*Text segment*

-- Start --

And so we became one of the 20% of Americans who took an “alternative loan”. Was it financial illiteracy that caused us to take a loan? No. It was circumstance and psychology.
The good news is a couple of weeks ago my wife just got the *dream* job she wanted a couple weeks ago (and the company who owed her money finally paid up after a complaint to the appropriate state agency, putting us back in the black, less interest on the loan and late fees incurred.). It pays more than the last two jobs she was working combined (And it’s cash! No incompetent manager to deal with!). So now we get to transition back to being people who have a retirement account and health insurance. And I may actually get to go back to work, or maybe even better, finish my degree. A year from now, you probably won’t recognize us from this story.
But because of these events, I have to say that I look at Ms. Lusardi’s statement in a new light. What is being claimed as financial illiteracy is not always so and it’s almost necessary that at some point claims of illiteracy be verified on a case by case level.
Sounds like a good idea. So good that it’s already been done – in 1992, Australia (where I’m from) introduced the superannuation guarantee, which mandated that employers pay a percentage of their employees’ salary into a superannuation fund (chosen by the employee). The contribution rate started at 3% of salary but has risen to 9%.
It’s led to Australians having a growing pool of savings for their retirement – according to Wikipedia (which is never wrong), “Australians now have more money invested in managed funds per capita than any other economy.”
http://en.wikipedia.org/wiki/Superannuation_in_Australia
And when it comes to paying for college, Australia introduced a pretty good alternative to relying on saving up and then repaying student loans, too…
“Personally, I’d be happy to see us phase in a small, mandatory, wage-based tax for retirement savings…
Um, yeah. And we could call it Social Security, and have it pay negative returns after adjusting for inflation.
A possible cause is the moral hazard created by the social safety nets — existing and implied.
For example, I know folks who do not take as much interest in their retirement arrangements because they figure they will make-due on Social Security.
I know folks who weren’t very careful with their mortgage terms because they figure if things went south, there’d be a way out.

-- End --

*Given records*
-- Start --

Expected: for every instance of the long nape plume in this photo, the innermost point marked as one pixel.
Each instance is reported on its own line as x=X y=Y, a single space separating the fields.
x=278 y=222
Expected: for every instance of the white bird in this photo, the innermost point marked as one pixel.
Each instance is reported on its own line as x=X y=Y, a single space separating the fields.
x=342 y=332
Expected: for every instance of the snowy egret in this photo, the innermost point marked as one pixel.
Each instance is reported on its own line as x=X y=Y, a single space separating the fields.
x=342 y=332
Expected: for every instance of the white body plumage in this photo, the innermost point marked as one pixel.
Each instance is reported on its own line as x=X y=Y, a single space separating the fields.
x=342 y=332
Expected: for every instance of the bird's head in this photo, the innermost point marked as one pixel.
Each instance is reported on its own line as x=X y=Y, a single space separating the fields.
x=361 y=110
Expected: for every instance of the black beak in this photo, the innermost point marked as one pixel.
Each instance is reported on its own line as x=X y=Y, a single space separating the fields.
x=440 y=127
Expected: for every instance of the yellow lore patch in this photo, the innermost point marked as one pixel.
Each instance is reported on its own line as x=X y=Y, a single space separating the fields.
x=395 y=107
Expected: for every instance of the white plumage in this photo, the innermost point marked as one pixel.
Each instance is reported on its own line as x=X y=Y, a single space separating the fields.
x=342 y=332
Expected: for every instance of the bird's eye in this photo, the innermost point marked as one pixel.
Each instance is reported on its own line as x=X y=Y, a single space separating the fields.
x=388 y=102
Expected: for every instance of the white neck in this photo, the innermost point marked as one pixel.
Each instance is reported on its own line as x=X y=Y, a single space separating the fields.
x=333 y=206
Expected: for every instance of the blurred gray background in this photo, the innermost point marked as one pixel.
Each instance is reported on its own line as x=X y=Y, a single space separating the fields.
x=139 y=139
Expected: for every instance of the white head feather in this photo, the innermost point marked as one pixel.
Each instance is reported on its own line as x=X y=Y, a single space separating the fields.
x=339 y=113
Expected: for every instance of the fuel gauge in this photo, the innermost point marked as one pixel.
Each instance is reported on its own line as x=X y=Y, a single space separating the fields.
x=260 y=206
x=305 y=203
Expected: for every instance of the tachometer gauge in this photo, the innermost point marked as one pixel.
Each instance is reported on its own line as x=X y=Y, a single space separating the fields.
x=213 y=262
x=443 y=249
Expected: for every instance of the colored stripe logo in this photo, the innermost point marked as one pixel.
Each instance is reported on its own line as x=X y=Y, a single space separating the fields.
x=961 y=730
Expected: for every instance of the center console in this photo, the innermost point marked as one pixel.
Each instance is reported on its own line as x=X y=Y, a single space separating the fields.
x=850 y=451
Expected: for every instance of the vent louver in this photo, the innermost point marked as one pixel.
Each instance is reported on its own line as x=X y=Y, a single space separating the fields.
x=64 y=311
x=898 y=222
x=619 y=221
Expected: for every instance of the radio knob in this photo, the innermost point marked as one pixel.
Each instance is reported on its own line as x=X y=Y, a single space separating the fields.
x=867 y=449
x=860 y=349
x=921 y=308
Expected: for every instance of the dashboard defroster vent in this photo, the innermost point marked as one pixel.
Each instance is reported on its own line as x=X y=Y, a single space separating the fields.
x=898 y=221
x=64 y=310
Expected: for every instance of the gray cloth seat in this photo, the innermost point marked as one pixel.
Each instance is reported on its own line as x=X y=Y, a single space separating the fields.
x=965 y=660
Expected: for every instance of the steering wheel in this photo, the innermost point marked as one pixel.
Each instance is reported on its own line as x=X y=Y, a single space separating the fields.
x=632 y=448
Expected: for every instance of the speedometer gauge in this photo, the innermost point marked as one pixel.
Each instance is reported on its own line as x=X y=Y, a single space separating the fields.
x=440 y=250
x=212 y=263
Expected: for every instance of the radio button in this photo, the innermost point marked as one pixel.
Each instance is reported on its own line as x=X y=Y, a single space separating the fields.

-- End --

*Stated goal A*
According to the text on financial literacy and retirement savings, in what year did Australia introduce the superannuation guarantee?
*Stated goal B*
Summarize the text on financial literacy and retirement savings in two sentences.
*Stated goal C*
Continue the text on financial literacy and retirement savings from its last sentence.

*Exercise response A*
1992.

*Exercise response B*
One writer says that circumstance and psychology, not financial illiteracy, led the family to take an alternative loan, and argues that claims of financial illiteracy should be verified case by case. Other comments describe Australia's 1992 superannuation guarantee, which requires employers to pay a percentage of employees' salary into a retirement fund, and suggest that social safety nets create a moral hazard that makes some people less careful about their retirement arrangements and mortgage terms.

*Exercise response C*
There is nothing wrong with that. One major problem with China is that because it has no social safety net the population has very high saving rates. If it weren’t for the West buying all their stuff China would be suffering from severe economic stagnation. People need to find the proper mix of consumption and savings least we fall victim to the Paradox of Thrift ( http://en.wikipedia.org/wiki/Paradox_of_thrift ). As much as people hate being told what to do, the Government has a critical role in getting people into the savings/consumption sweet spot. Social Security allows older workers to take risks like starting a business or at least not have to freak out, start hoarding all their cash subsisting on a diet of canned soup.
But what exactly is wrong with economic stagnation? It seems better than the squirrel-cage economy, in which everyone is working frantically to keep up the payments on all the consumer bling they had to have but can’t enjoy because they’re too busy working frantically…
Economic stagnation means people losing their jobs, people losing their jobs means less sales, less sales means less production, less production means people losing their jobs…
One cause is almost certainly the poor state of our public education system. Most students finish high school with only a passing acquaintance with basic economic theories (such as the laws of supply and demand), and without the math skills needed to effectively evaluate the myriad financial options that confront them as adults (or heck, even as 18-year-olds). Many districts do not even teach economics any more, and virtually all allow students to graduate with woefully substandard math skills.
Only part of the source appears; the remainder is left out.